[Rows from a pointing dataset]
§
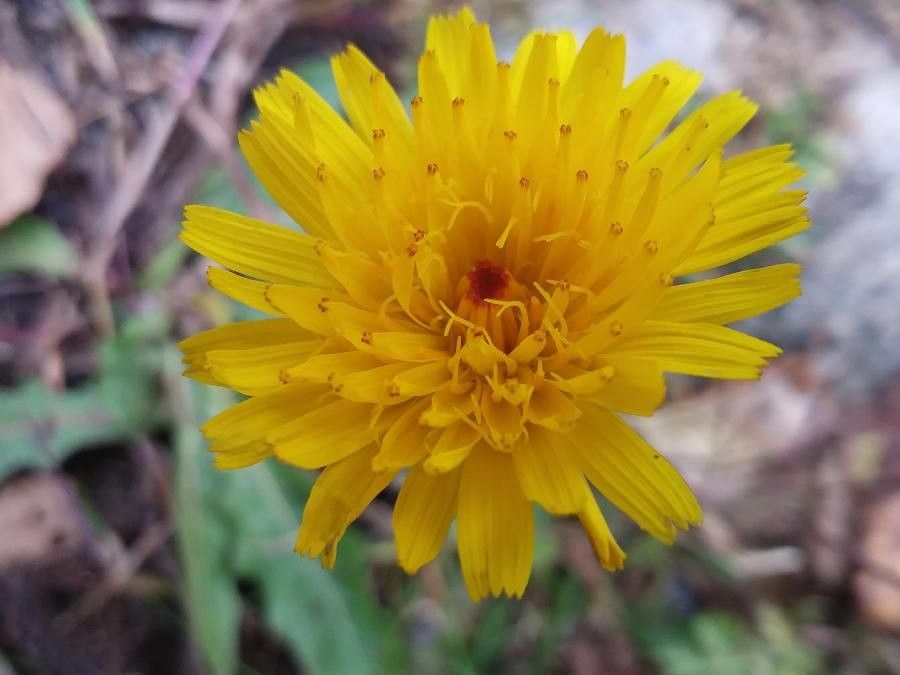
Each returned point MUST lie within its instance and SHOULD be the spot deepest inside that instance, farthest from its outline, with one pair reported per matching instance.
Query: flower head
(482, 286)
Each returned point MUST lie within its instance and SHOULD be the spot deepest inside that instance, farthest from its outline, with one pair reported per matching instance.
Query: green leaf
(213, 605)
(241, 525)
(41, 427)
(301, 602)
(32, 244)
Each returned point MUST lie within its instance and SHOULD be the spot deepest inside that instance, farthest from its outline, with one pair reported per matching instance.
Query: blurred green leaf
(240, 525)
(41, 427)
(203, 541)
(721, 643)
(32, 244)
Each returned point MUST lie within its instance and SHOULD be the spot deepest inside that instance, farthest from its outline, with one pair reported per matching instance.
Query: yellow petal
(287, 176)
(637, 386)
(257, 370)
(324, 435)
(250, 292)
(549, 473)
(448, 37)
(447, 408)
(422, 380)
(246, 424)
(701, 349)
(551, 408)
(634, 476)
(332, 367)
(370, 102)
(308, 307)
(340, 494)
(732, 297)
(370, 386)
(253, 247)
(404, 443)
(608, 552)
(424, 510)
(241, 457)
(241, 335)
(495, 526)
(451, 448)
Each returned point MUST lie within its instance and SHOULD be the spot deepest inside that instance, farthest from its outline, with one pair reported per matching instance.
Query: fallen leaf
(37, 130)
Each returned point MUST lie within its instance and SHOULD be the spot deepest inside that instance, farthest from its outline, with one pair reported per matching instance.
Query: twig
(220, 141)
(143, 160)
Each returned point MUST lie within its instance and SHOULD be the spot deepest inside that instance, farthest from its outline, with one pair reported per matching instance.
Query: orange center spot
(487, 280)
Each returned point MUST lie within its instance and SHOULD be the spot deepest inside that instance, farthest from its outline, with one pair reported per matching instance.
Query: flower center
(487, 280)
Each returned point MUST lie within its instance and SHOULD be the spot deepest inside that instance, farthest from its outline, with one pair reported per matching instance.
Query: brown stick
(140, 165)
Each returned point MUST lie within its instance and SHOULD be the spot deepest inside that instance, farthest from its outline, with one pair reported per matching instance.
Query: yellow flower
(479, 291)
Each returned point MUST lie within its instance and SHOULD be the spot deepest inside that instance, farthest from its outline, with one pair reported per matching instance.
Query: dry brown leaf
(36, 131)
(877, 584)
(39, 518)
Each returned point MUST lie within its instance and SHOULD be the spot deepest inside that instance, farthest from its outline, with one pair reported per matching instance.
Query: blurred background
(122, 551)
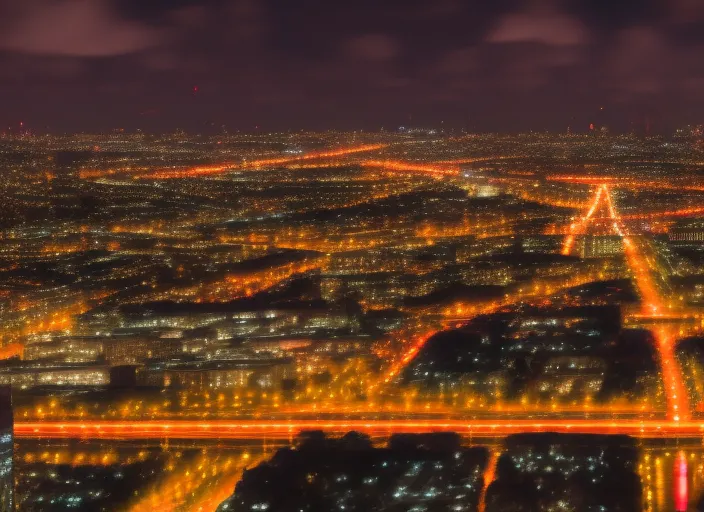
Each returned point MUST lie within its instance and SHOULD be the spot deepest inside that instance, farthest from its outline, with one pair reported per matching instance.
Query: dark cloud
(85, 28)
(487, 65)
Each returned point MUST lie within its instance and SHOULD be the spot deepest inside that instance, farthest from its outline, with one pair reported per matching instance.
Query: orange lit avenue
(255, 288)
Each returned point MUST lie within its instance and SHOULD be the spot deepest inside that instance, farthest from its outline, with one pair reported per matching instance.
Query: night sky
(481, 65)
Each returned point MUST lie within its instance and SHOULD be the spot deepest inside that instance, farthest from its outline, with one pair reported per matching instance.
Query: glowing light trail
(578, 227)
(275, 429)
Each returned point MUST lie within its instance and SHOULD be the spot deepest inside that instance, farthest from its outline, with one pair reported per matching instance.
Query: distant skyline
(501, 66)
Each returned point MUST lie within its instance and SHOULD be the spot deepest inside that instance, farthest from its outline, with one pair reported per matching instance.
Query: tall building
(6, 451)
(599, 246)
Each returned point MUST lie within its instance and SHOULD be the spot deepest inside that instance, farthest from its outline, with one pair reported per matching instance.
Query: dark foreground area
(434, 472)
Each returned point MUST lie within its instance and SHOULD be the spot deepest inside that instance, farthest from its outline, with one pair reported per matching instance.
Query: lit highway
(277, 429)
§
> What is needed
Return each line of the records that contains the word "orange".

> Answer to the task
Query: orange center spot
Query: orange lit avenue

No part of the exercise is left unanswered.